Data excerpts:
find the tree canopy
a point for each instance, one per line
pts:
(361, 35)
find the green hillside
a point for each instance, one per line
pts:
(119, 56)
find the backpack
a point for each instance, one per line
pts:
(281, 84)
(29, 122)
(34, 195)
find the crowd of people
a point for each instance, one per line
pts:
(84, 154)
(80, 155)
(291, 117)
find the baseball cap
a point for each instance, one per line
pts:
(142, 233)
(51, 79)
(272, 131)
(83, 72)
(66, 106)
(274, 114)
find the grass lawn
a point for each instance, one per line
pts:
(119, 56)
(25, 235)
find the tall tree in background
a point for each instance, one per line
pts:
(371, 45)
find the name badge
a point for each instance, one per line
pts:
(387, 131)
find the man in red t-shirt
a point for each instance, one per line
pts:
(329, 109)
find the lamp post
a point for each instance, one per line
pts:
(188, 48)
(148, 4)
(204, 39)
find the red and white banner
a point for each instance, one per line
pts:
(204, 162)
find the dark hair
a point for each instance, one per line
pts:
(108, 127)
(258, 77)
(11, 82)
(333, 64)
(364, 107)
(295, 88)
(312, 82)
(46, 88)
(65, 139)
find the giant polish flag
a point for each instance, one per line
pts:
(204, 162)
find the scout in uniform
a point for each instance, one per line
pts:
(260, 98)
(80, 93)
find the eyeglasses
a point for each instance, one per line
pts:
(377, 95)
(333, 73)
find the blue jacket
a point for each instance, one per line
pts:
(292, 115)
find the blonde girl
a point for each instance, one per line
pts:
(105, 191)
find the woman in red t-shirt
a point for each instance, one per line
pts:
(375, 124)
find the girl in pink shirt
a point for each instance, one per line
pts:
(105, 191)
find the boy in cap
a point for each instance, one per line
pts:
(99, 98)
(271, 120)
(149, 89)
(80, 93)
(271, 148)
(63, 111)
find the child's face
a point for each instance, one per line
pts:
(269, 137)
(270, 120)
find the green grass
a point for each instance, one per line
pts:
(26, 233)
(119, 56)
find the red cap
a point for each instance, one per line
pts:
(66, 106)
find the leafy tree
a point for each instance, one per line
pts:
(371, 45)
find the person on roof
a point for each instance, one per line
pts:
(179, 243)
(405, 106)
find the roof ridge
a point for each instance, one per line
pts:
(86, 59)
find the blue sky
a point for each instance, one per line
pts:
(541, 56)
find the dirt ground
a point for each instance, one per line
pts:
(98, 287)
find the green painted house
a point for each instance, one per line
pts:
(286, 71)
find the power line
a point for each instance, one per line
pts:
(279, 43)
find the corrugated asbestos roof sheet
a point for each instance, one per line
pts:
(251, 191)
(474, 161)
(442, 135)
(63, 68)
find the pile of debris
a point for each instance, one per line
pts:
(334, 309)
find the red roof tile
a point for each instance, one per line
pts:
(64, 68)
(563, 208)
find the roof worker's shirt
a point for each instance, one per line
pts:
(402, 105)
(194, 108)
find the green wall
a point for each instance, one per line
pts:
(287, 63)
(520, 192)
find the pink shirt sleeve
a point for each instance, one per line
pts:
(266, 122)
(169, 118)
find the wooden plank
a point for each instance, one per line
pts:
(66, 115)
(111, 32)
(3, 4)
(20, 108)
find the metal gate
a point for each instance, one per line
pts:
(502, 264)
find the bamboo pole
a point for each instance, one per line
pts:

§ **What you should do**:
Could you print the lines of the records above from the one containing "find the red cap" through the last, exactly and with no additions?

§ **Exercise response**:
find the red cap
a point for each instance, one per line
pts:
(66, 106)
find the leafy tree
a point for each instance, one per line
pts:
(371, 45)
find the person on roof
a point for each instance, one per line
pts:
(179, 243)
(405, 106)
find the roof ridge
a point for each instance, one per line
pts:
(86, 59)
find the blue sky
a point for each instance, one per line
pts:
(541, 56)
find the dirt ground
a point for each instance, one per line
pts:
(98, 287)
find the green painted house
a point for each instance, one per line
pts:
(286, 71)
find the power line
a point for each instance, one per line
pts:
(279, 43)
find the corrugated asbestos roof sheet
a point for each instance, one per line
pts:
(251, 191)
(474, 161)
(442, 135)
(63, 68)
find the pile of debris
a point for each instance, one per line
pts:
(334, 309)
find the red roof tile
a point for each instance, one per line
pts:
(64, 68)
(563, 208)
find the roof worker's shirt
a point for each instance, one per line
pts:
(402, 105)
(194, 108)
find the green wall
a point for each instance, one per line
pts:
(287, 63)
(520, 192)
find the pink shirt sleeve
a point for each instance, one per line
pts:
(266, 122)
(169, 118)
find the wooden plank
a point for each instance, one per line
pts:
(66, 115)
(111, 32)
(3, 4)
(20, 108)
find the metal gate
a point for each instance, one per line
pts:
(502, 264)
find the bamboo pole
a point for each instance, one per line
pts:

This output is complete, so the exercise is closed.